╔══
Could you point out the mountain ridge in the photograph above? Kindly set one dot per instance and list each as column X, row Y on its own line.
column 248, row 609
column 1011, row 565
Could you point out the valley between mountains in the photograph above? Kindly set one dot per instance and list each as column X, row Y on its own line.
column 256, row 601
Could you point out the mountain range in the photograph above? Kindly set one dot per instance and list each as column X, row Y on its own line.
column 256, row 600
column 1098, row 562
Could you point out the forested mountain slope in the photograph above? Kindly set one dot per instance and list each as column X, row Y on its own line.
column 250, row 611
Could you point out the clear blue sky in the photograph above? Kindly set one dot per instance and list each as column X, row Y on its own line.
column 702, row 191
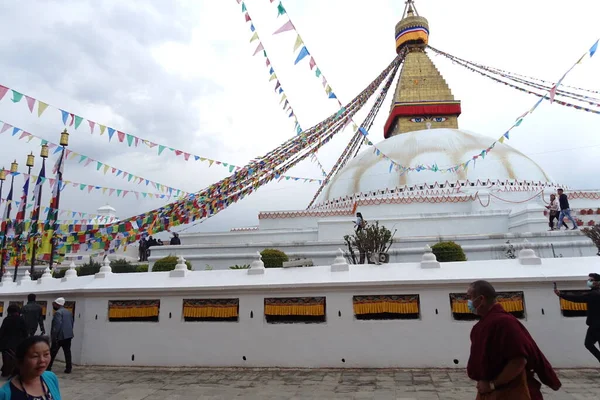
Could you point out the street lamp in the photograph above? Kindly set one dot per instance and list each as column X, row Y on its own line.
column 64, row 142
column 35, row 214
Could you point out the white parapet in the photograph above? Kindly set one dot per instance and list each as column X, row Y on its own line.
column 46, row 276
column 258, row 266
column 527, row 256
column 71, row 272
column 180, row 269
column 6, row 278
column 429, row 260
column 340, row 263
column 25, row 278
column 105, row 270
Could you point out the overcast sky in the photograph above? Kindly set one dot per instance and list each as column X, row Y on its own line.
column 182, row 73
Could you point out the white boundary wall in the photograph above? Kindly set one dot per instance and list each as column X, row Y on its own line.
column 435, row 340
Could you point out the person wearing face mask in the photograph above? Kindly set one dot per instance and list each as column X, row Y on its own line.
column 504, row 357
column 592, row 299
column 61, row 333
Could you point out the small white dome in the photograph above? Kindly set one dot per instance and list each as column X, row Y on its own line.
column 445, row 147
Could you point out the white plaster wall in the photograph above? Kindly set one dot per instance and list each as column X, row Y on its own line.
column 405, row 249
column 225, row 238
column 436, row 340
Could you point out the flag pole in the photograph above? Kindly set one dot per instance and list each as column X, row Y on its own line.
column 35, row 213
column 64, row 142
column 14, row 167
column 20, row 220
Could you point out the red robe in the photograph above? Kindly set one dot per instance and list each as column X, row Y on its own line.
column 498, row 338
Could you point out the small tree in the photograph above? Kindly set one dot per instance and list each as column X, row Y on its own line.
column 509, row 251
column 273, row 258
column 594, row 234
column 368, row 242
column 448, row 252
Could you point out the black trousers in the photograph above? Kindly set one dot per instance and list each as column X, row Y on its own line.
column 591, row 338
column 66, row 346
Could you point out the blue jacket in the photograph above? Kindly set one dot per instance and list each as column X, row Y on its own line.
column 49, row 379
column 62, row 325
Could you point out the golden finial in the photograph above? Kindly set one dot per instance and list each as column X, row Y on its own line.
column 30, row 160
column 64, row 138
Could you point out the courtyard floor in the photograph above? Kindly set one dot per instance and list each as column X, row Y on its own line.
column 95, row 383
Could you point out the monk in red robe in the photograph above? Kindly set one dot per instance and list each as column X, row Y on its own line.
column 504, row 357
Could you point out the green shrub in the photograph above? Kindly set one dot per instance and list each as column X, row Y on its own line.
column 168, row 264
column 245, row 266
column 89, row 268
column 141, row 268
column 448, row 251
column 122, row 266
column 273, row 258
column 56, row 273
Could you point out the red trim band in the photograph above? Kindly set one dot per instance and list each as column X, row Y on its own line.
column 419, row 110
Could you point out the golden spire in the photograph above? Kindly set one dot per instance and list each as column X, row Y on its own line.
column 422, row 99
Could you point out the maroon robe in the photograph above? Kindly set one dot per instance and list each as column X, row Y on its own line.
column 498, row 338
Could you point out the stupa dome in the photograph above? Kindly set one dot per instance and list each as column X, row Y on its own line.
╚══
From the first line to the last, copy the records above exactly and leave out the pictures.

Could you point out the mountain ridge in the photograph above? Kindly set one dot per instance and list each as column X, row Y on its own line.
column 248, row 609
column 1011, row 565
Could you point out the valley between mountains in the photograph above? Kindly set one dot per instance and list each as column X, row Y on its own line.
column 256, row 601
Could you point out the mountain range in the photograph above? Kindly set one dot per instance and list each as column X, row Y on its own line.
column 256, row 600
column 1098, row 562
Could you point out the forested mountain slope in the photograph above? Kindly set one dot per instance and list each as column X, row Y on its own line.
column 250, row 611
Could you point out the clear blue sky in the photograph above? Kindly set one dot per instance and list each as column X, row Y on its own line.
column 702, row 191
Could you point out the street lamp in the photograph above? Kindly set one dot per instance and list each as column X, row Y on its own line.
column 64, row 142
column 35, row 214
Could you point out the white parapet in the photograph above? Kindly set one dot per instance and list each as column X, row Y on its own line.
column 46, row 276
column 258, row 266
column 527, row 256
column 71, row 272
column 180, row 269
column 6, row 278
column 429, row 260
column 340, row 263
column 25, row 278
column 105, row 270
Could you point out the overcast sky in the photograph above? Kindly set one dot per instance and list each as column X, row Y on its own line.
column 182, row 73
Could you point out the white boundary wall in the photograph above? Kindly set one dot per instance and list each as column X, row Y on its own line.
column 435, row 340
Could you point out the person wearing face mask in the photograph above? Kindly set one dot per instance and list each as column X, row Y on its own line.
column 504, row 357
column 592, row 299
column 61, row 333
Could you point out the small white dome in the photograph above? Kindly set one dot per instance and list each as column X, row Y on its own line.
column 445, row 147
Could you point out the white plaster wall in the photograph above? Kindly set one dot per instance and list each as column X, row Y on its own line.
column 405, row 249
column 225, row 238
column 436, row 340
Could you point out the flag pole in the photograph above? Kindly set one dot per instance and list each as column X, row Y on its own line.
column 35, row 213
column 64, row 142
column 14, row 167
column 20, row 220
Could you point out the red robe in the photograph above? Kindly set one dot per instance and list each as column X, row Y on its own line.
column 498, row 338
Could you point out the small tree in the photograph above? Kindly set one dot per instance and list each as column X, row Y on its own line.
column 509, row 251
column 273, row 258
column 594, row 234
column 368, row 242
column 448, row 252
Could you point out the black trousers in the photograph above? Kindly set one dot per instance and list each as column X, row Y on its own line.
column 591, row 338
column 66, row 346
Could you point out the blue jacket in the photograph above? Kindly set one dot per instance and list each as column X, row Y on its own line.
column 49, row 379
column 62, row 325
Could you point out the golden finial in the photograph above? Kindly set one dot per instance and list each as column X, row Y on its own line.
column 30, row 160
column 64, row 138
Could you point out the courtyard floor in the photograph above? Kindly set one dot per instance and list each as column X, row Y on its own line.
column 95, row 383
Could you point out the monk in red robe in the photograph above? Kindly set one dot per instance and list each as column X, row Y on its own line.
column 504, row 357
Could you point out the green shrub in the photograph above? Kindly set one dot per instance and list each as column X, row Y on its own line.
column 168, row 264
column 245, row 266
column 89, row 268
column 141, row 268
column 448, row 251
column 122, row 266
column 273, row 258
column 56, row 273
Could you point out the red trim band in the photograph above? Kindly set one dot per instance and list each as column X, row Y on its own line.
column 419, row 110
Could you point out the golden spire in the photograph above? Kindly set one dot per instance and list each as column X, row Y on its own line.
column 422, row 99
Could you point out the maroon robe in the photograph above? Kindly set one dot per instance and list each as column X, row Y on its own line.
column 498, row 338
Could you point out the stupa dome in the photograph above? Kindly set one dot per instance and list each as column X, row Y on its own line.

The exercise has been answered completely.